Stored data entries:
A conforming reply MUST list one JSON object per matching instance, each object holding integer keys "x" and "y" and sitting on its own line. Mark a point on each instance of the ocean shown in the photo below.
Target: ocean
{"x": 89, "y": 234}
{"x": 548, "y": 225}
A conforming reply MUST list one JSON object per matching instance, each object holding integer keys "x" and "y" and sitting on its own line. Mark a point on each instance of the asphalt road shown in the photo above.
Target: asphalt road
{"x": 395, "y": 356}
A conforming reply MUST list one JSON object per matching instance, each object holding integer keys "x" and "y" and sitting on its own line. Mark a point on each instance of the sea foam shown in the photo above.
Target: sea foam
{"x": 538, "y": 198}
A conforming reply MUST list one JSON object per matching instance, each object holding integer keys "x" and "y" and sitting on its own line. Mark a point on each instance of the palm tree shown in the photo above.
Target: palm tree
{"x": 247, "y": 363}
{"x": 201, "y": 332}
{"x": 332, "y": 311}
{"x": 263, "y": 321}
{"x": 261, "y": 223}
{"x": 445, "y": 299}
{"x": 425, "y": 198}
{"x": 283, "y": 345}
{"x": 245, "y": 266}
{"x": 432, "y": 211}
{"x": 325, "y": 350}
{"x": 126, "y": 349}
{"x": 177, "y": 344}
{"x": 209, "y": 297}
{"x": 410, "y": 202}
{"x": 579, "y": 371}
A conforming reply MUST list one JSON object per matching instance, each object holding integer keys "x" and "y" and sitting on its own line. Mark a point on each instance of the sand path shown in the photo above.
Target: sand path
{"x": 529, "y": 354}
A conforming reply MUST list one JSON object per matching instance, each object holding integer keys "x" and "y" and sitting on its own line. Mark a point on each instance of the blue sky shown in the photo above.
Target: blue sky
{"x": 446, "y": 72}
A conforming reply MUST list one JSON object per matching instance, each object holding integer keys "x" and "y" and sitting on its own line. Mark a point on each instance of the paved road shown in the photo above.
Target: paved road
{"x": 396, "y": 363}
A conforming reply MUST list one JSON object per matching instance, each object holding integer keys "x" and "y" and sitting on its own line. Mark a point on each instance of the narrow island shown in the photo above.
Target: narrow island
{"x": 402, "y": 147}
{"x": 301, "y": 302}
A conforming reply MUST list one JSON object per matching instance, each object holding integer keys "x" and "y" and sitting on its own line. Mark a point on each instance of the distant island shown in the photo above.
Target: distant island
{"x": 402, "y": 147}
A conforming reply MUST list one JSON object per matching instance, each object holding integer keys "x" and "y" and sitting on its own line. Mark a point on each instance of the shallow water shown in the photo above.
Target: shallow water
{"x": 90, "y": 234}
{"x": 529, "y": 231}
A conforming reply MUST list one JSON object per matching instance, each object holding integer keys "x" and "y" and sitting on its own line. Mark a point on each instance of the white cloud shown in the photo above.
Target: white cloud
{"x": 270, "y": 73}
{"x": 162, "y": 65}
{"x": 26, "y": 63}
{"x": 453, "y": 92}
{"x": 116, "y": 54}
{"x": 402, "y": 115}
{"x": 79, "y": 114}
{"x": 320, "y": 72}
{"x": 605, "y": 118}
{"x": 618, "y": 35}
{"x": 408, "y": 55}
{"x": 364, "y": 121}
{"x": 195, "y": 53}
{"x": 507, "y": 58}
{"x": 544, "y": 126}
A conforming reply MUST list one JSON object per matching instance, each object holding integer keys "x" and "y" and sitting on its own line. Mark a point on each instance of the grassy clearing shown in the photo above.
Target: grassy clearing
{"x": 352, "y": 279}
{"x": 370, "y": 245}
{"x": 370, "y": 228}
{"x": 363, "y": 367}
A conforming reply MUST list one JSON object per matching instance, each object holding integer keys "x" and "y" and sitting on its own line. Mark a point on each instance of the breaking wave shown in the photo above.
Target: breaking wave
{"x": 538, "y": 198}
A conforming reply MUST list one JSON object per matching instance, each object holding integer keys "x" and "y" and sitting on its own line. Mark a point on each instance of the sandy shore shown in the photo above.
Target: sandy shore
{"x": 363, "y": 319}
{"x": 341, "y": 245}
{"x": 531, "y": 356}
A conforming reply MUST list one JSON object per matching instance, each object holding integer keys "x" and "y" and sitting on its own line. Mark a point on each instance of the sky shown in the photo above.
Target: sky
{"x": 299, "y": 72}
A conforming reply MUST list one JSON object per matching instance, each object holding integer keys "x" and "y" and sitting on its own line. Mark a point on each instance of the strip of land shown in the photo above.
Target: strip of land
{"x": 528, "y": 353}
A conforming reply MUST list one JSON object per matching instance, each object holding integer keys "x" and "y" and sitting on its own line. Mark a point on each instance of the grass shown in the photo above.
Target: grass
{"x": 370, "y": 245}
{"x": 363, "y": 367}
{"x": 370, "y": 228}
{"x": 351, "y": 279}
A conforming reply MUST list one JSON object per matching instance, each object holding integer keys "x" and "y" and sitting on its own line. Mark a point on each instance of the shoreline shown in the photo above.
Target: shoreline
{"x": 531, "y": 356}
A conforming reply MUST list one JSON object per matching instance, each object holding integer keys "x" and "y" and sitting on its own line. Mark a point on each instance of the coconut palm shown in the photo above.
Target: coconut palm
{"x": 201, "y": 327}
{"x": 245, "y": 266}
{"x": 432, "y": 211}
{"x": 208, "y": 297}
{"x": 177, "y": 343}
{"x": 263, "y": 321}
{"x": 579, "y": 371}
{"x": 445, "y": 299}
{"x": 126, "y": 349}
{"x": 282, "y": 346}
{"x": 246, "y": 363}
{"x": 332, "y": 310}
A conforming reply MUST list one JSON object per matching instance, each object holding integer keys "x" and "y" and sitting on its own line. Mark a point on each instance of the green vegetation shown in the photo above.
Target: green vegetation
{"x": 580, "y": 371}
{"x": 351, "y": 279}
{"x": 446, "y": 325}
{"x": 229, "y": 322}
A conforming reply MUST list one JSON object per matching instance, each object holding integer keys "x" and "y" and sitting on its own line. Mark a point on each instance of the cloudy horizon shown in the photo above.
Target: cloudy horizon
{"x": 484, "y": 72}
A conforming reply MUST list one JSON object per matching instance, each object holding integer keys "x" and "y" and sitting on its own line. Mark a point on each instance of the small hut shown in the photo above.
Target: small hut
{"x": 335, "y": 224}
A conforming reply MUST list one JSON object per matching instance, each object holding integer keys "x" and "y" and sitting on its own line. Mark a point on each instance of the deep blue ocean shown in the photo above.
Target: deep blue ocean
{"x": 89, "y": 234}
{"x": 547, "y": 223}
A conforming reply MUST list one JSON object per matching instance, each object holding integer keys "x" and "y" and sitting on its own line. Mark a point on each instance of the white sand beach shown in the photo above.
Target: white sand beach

Stated problem: Please write out again every line of the data from the line containing "hut shown in the photo above." through the end of the data, both ends included, adding 10 to each x and y coordinate in the answers and leaving all other lines unchanged.

Result of the exercise:
A conforming reply MUST list one JSON object per matching instance, each object holding integer keys "x" and "y" and sitting on its own line. Mark a point on each instance of the small hut shown in the photo above.
Target: small hut
{"x": 345, "y": 234}
A conforming reply MUST list one JSON object per matching instance, each object holding integer keys "x" and "y" and sitting on its own line. Mark a point on each instance of the deep blue ocean shown in the photo above.
Target: deep blue ocean
{"x": 99, "y": 244}
{"x": 557, "y": 233}
A conforming reply MUST list one JSON object per matching instance, each object holding integer keys "x" and "y" and sitting on its own line. Mark a point on each instance of the white sand beach shown in the photo above.
Target: white sand beach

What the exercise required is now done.